━━━ Given data ━━━

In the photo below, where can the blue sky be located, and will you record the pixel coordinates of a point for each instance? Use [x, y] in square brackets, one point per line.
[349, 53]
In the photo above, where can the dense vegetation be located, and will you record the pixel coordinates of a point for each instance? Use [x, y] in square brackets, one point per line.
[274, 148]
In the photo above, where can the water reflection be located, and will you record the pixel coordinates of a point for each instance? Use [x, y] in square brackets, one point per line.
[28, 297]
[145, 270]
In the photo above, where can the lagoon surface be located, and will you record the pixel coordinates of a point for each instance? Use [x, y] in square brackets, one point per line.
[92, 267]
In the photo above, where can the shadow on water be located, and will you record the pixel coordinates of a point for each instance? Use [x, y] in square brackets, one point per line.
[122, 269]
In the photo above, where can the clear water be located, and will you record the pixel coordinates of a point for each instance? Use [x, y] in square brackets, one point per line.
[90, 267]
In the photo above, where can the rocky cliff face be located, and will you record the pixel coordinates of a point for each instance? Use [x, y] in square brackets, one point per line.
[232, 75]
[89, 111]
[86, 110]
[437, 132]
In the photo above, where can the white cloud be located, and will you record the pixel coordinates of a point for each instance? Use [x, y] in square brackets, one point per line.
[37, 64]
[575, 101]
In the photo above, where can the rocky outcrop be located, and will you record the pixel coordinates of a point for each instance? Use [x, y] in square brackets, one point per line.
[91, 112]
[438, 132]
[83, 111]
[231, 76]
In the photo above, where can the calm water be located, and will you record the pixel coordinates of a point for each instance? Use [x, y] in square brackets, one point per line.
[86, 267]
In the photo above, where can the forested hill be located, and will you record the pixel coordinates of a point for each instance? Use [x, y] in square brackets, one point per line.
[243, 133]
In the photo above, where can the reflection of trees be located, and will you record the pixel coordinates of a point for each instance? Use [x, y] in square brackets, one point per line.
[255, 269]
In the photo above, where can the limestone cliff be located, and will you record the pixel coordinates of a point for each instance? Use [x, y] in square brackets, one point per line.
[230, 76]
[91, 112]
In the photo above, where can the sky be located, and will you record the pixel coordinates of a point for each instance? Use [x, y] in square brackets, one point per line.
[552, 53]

━━━

■ **What is being asked**
Copy out every entry again, exactly as it was given.

■ **Response below**
In the photo below, where can the blue sky be located, and will you record the pixel coordinates of a point for each instance? Use [x, y] in square brackets, one point per line.
[349, 53]
In the photo above, where can the dense vegetation be located, and will you record the pixel coordinates of a point for each instance? Use [x, y] in square brackets, one point per line.
[274, 148]
In the photo above, where can the water reflection be located, and will you record the pixel coordinates of a point for each instance? Use [x, y] in square brackets, one point per line.
[28, 297]
[145, 270]
In the photo above, where can the lagoon surface be located, and will you record the pixel coordinates of a point for each instance? Use [x, y] in square brackets, one point per line.
[92, 267]
In the photo above, where can the shadow on water be located, and will you record the pixel coordinates of a point for each instance? Use [x, y] in square brackets, one point per line.
[122, 269]
In the photo above, where can the clear water be located, and will you record the pixel coordinates of a point for each instance? Use [x, y] in square brackets, one point per line.
[90, 267]
In the photo above, where can the rocky cliff face be located, and will you record the pixel coordinates of a point for each instance? Use [x, y] in square brackets, one point per line.
[232, 75]
[89, 111]
[86, 110]
[437, 132]
In the photo above, where can the white cloud be located, and will you record the pixel coordinates of a point for each instance? Use [x, y] in square brackets, one point per line.
[37, 64]
[575, 101]
In the photo above, where can the rocky outcrop be located, and will you record the pixel coordinates of a point for each instance? Use [x, y] in square brackets, one point per line.
[91, 112]
[438, 132]
[83, 111]
[231, 76]
In the photo above, where can the calm water be located, and will you record the pixel coordinates of a point for each instance? Use [x, y] in square brackets, one point per line.
[86, 267]
In the photo above, where can the forested hill be located, and will you record the pixel coordinates of a point for each instance? Use [x, y] in square brackets, one point per line.
[243, 133]
In the photo above, where can the reflection of trees be located, and will you record the pixel coordinates of a point for each instance? Use [x, y] in square brackets, one point per line.
[255, 269]
In the photo above, where can the limestone cliff be located, and will you record the pixel coordinates of a point for each instance? Use [x, y] in square brackets, one point per line.
[230, 76]
[91, 112]
In the photo above, where can the sky be located, and will you record the pixel coordinates of a point for each instance? Use [x, y] in square brackets, one point per line.
[552, 53]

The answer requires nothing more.